## [What is asked]
Extract each line from the records below that contains the string "window", treating uppercase and lowercase letters as different.

══════

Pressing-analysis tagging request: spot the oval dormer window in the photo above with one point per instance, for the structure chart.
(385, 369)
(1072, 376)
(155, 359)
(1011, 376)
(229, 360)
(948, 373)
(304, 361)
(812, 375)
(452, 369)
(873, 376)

══════

## [Written response]
Pressing-analysis tagging request: spot the oval dormer window in the photo above with one point per instance, for the structure chart.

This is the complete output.